#### [Task prompt]
A faithful copy of the data below is required, leaving out every picture.

Natural language region descriptions
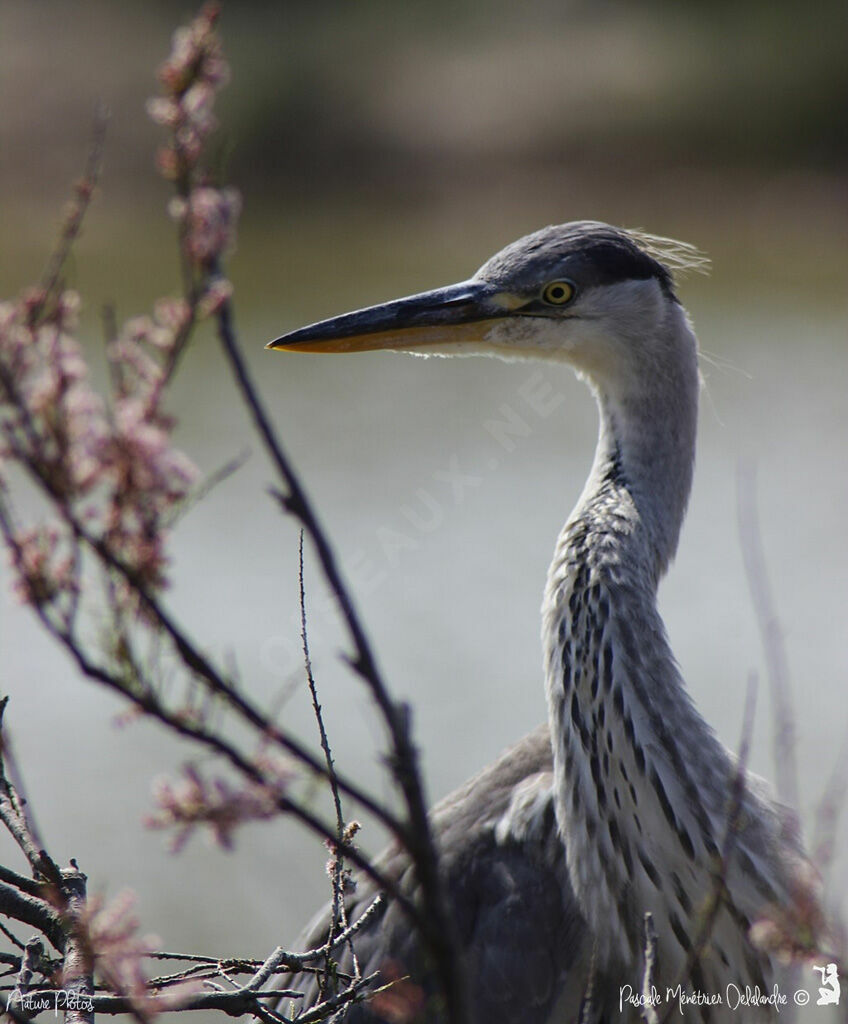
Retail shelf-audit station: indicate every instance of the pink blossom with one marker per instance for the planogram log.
(43, 573)
(192, 802)
(210, 216)
(216, 294)
(110, 935)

#### [Written solution]
Retail shelf-audit station: indicate every instance of the pink blossom with one marker per instance for the planogram log.
(43, 573)
(192, 802)
(210, 216)
(216, 294)
(110, 935)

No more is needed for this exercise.